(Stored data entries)
************

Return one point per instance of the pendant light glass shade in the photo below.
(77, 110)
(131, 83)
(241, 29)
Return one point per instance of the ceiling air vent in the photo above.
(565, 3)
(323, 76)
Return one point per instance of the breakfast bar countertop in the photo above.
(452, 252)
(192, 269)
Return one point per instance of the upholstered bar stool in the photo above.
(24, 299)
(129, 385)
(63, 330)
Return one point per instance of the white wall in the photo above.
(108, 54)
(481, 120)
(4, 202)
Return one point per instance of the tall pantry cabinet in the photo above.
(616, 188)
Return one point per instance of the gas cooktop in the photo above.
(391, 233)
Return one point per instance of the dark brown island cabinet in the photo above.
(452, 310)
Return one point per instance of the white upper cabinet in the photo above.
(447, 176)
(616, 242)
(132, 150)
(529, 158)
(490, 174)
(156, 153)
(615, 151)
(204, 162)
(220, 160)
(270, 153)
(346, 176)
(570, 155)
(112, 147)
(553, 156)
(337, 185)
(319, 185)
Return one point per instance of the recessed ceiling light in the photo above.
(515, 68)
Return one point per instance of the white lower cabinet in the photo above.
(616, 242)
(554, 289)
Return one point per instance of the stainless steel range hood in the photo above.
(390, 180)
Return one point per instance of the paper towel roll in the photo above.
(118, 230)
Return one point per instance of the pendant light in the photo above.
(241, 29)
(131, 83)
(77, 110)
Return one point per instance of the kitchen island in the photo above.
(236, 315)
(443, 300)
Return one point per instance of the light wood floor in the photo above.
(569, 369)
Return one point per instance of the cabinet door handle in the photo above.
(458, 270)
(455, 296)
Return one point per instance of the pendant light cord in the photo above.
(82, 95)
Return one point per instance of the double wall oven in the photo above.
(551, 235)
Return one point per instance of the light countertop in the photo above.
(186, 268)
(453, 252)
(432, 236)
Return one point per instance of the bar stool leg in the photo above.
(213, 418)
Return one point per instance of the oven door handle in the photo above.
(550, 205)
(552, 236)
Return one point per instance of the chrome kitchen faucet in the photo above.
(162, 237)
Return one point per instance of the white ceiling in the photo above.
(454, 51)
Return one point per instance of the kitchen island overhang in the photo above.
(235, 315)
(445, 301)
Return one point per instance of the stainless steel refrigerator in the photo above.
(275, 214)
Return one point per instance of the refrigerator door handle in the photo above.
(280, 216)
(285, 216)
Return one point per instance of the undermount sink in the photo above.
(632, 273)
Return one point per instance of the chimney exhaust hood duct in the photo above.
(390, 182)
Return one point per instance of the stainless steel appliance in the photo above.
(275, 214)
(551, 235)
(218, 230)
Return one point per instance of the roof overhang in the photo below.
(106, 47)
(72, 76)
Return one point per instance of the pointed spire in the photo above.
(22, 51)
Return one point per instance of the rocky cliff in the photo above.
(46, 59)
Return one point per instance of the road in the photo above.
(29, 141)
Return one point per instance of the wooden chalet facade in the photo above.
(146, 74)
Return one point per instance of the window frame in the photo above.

************

Can you repeat the data word for word, starting at the line that contains "Return one point per instance of the chrome" and ending after the final line of the data?

Return one point per instance of the chrome kitchen faucet in the photo above.
(162, 237)
Return one point per instance of the white ceiling in the photo above.
(454, 51)
Return one point per instance of the kitchen island overhang in the photo above.
(235, 315)
(445, 301)
Return one point per instance of the stainless steel refrigerator in the photo above.
(275, 214)
Return one point per instance of the refrigerator door handle in the photo above.
(280, 216)
(285, 216)
Return one point per instance of the undermount sink in the photo above.
(632, 273)
Return one point per instance of the chimney exhaust hood duct in the photo above.
(390, 182)
Return one point per instance of the stainless steel appliance in the photo above.
(275, 214)
(551, 235)
(218, 230)
Return one point per instance of the roof overhang in the photo below.
(106, 47)
(72, 76)
Return one point per instance of the pointed spire in the photo above.
(22, 51)
Return one point per instance of the rocky cliff in the photo above.
(46, 59)
Return one point per instance of the road in the photo above.
(29, 141)
Return one point per instance of the wooden chalet facade in the photo above.
(146, 74)
Return one point per instance of the window frame in the photo above.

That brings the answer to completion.